BRIEF
Select every line below that contains the word "pavement" and copy each one.

⁂

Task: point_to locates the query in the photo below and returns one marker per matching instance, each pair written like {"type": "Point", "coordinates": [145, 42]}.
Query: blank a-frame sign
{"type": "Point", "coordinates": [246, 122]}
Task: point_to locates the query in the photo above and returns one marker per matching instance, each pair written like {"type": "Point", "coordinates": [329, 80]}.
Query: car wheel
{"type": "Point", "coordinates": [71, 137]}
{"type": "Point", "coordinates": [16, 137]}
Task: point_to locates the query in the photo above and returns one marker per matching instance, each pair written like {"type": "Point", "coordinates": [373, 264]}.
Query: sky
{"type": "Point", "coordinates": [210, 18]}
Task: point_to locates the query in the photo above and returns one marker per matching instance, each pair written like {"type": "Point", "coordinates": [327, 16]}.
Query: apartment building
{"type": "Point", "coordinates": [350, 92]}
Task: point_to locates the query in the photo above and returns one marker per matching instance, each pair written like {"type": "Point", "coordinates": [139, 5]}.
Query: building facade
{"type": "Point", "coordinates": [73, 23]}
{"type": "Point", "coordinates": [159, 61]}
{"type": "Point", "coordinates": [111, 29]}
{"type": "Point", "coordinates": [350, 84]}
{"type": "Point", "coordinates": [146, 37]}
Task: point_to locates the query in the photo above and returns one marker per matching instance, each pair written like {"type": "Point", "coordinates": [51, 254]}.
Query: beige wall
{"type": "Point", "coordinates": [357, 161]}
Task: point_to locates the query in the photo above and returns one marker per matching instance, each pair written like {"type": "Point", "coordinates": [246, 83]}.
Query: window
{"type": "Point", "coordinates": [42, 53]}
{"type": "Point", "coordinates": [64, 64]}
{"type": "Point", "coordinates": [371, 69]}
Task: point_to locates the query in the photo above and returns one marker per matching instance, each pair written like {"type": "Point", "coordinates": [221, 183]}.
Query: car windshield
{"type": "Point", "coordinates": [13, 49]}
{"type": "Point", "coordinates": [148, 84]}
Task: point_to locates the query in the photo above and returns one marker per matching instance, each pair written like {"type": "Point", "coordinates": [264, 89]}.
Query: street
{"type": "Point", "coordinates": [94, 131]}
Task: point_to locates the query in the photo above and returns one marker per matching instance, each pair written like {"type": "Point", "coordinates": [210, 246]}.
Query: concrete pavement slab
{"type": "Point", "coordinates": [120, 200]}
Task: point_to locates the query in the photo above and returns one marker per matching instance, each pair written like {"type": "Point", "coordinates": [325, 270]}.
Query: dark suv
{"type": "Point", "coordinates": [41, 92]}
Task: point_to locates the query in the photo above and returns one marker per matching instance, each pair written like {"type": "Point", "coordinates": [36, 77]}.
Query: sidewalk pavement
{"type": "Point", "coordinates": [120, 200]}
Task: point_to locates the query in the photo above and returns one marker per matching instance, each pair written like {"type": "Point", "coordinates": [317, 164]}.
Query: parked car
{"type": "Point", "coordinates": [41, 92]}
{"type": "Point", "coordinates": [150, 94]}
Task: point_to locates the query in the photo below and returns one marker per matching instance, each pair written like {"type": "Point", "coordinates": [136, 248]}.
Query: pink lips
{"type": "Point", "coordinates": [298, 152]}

⁂

ANSWER TO THE TASK
Query: concrete pavement slab
Query: sidewalk pavement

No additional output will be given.